= Problem requirements =
All records below are to be repeated exactly, with the pictures left out.

= Exercise inputs =
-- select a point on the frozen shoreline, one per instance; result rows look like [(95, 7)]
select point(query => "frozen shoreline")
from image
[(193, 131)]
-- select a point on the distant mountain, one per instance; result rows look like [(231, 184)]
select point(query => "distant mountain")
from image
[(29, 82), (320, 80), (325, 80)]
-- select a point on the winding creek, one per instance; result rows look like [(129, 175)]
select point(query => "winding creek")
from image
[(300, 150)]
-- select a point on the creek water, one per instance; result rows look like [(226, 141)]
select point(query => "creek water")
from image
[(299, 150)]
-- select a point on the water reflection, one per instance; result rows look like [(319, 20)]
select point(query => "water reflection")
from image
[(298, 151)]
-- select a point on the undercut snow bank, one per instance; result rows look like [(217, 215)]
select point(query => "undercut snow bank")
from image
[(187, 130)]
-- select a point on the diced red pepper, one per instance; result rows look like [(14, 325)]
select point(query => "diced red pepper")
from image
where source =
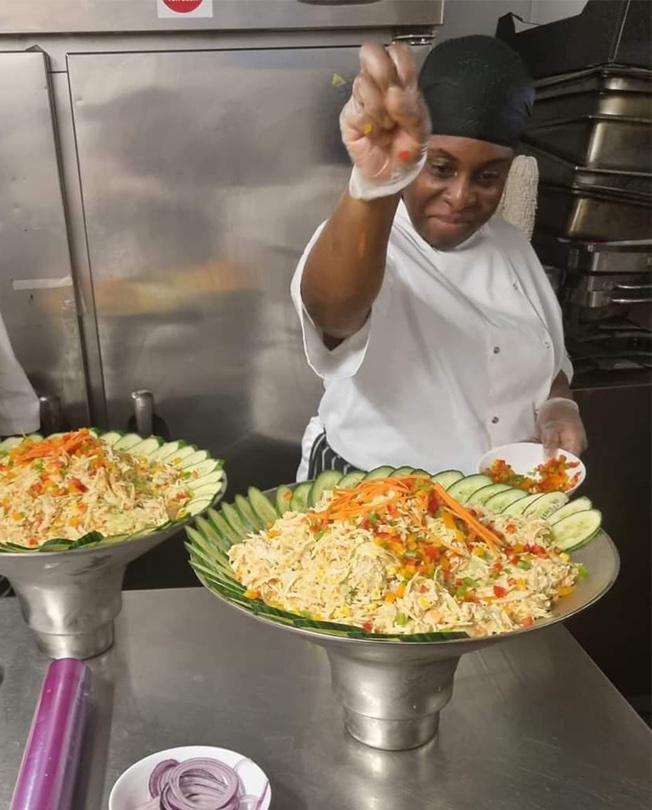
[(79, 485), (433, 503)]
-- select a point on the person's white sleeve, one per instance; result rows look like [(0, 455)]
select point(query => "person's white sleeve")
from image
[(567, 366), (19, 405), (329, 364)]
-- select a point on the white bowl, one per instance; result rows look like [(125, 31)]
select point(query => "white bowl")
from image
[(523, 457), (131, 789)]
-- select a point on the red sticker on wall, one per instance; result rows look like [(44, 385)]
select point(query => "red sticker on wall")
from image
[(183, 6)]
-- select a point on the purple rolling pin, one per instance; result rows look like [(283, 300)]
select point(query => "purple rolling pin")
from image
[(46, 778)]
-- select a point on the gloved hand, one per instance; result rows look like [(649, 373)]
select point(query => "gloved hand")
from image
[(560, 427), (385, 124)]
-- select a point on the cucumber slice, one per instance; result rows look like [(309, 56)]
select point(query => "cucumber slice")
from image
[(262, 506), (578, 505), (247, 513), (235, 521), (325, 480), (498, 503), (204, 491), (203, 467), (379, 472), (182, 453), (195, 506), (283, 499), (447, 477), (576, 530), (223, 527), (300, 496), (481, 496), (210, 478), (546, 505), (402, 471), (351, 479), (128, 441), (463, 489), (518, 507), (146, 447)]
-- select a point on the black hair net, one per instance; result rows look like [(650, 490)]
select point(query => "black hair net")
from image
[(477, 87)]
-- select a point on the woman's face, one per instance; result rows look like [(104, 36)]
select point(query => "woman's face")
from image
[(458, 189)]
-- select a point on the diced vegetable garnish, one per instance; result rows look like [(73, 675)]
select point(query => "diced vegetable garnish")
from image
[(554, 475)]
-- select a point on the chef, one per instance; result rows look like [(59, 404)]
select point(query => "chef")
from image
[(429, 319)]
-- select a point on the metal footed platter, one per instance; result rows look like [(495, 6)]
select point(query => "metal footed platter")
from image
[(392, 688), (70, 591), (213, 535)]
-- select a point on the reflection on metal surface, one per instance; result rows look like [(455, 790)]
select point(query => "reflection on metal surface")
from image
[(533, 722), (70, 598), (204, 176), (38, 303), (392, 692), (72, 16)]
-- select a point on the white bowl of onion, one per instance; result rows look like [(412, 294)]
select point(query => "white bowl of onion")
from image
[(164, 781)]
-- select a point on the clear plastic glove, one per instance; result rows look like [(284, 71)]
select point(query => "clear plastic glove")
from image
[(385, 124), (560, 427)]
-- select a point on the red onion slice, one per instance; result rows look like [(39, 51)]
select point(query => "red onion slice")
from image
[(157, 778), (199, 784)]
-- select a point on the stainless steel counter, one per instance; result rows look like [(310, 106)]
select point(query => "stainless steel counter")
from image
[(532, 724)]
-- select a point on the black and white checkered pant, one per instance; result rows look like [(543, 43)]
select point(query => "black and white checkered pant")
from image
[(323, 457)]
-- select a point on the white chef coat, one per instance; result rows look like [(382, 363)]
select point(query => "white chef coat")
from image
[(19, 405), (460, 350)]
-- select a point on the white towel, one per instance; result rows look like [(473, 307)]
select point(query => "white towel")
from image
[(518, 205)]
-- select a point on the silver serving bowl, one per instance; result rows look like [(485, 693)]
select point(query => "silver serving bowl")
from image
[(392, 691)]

= Reply =
-- select a point on the frozen shoreline, one per instance; result rows look like [(95, 7)]
select point(query => "frozen shoreline")
from image
[(193, 131)]
-- select a point on the distant mountain, one per instance; result rows look like [(231, 184)]
select point(query => "distant mountain")
from image
[(29, 82), (320, 80), (325, 80)]
-- select a point on the winding creek, one per instance; result rows look like [(129, 175)]
select point(query => "winding creek")
from image
[(300, 150)]
-- select a point on the creek water, one per instance; result rows look like [(226, 141)]
select point(query => "creek water")
from image
[(299, 150)]
-- select a point on the water reflection, one per instance; result rows look like [(319, 20)]
select point(query => "water reflection")
from image
[(298, 151)]
-- select a point on the undercut snow bank, one per instance; result rows look like [(217, 215)]
select point(query => "undercut snow bank")
from image
[(187, 130)]
-- select a point on the diced red pepper, one per instance; result rows look like [(14, 325)]
select point(query => "diced red pepper")
from image
where source =
[(79, 485), (433, 503)]
-- select a point on the person's white sleeve, one per instance; result rows look like [(0, 455)]
select point(query => "person's white sleeve")
from image
[(567, 366), (19, 405), (329, 364)]
-- select a point on the white bowl, one per instance; result rows look like [(125, 31)]
select point(query => "white bowl")
from image
[(523, 457), (131, 789)]
-- select a point on the red sticker on wall, one per instance; result rows look like [(44, 385)]
select point(query => "red sticker on wall")
from image
[(183, 6)]
-- select a point on the purple rolling pin, one per instance; result rows look like [(283, 300)]
select point(query => "purple rolling pin")
from image
[(46, 778)]
-- select a point on the gloved hand, one per instance; result rows look like [(649, 373)]
select point(query => "gloved hand")
from image
[(560, 427), (385, 124)]
-- select a point on the cucumber slice, one per instance; result rows look like [(309, 56)]
select point(query => "cucumber slice")
from image
[(262, 506), (578, 505), (247, 513), (235, 521), (325, 480), (498, 503), (204, 491), (203, 467), (379, 472), (182, 453), (195, 506), (283, 499), (447, 477), (576, 530), (223, 527), (300, 496), (481, 496), (210, 478), (546, 505), (402, 471), (351, 479), (128, 441), (463, 489), (518, 507), (146, 447)]
-- select a point on the black hair net, one per instance; result rows look like [(650, 490)]
select point(query => "black hair net")
from image
[(477, 87)]
-- select a point on the woman's face, one per instance; result rows look like [(104, 36)]
select point(query => "woman's face")
from image
[(458, 189)]
-- select a point on the diced vegetable garnish, one per instance; result rows look like [(73, 675)]
select point(query => "diced vegetable garnish")
from image
[(554, 475)]
-- select a point on the chef, one per instance; result rows look like [(59, 404)]
select point(query => "chef")
from image
[(429, 319)]
-- select a point on the metal footed platter, one per instance; result rows look like [(495, 6)]
select point(query => "metal footed platter")
from image
[(392, 688), (70, 591), (213, 535)]
-- select a point on the reflection on metal surface, one per instance; result rows look like [(455, 790)]
select point(query => "reflection on metal surface")
from image
[(533, 722), (70, 598), (204, 176), (38, 303), (392, 692), (72, 16)]
-- select a point on the white bowl of onion, one per instance; result rows look like [(412, 294)]
select point(query => "white bowl of onion")
from image
[(164, 781)]
-- select a point on the clear plastic glove, one per instance; result rows look like [(284, 71)]
select point(query => "clear plastic glove")
from image
[(385, 124), (560, 427)]
-- select a point on the red onion slice, one per instance; result rows look like [(39, 51)]
select point(query => "red onion slice")
from image
[(157, 778), (199, 784)]
-- select a point on the stainless steel counter, one per instance; result rows look like [(310, 106)]
select point(query => "stainless steel counter")
from image
[(532, 724)]
-- select a point on the black and white checkered pant, one per instance; result rows look like [(543, 43)]
select point(query => "black and white checkered pant")
from image
[(323, 457)]
-- select a point on the white chef coat, one per instance; result rows look like [(382, 363)]
select point(query => "white chef coat")
from image
[(19, 405), (460, 350)]
-- select a point on the white towel, one per instance; result rows look like [(473, 307)]
select point(query => "white towel")
from image
[(518, 205)]
-- select a point on the silver serving bowl, one per instance; result rows look like [(485, 693)]
select point(query => "silver serving bowl")
from image
[(392, 691)]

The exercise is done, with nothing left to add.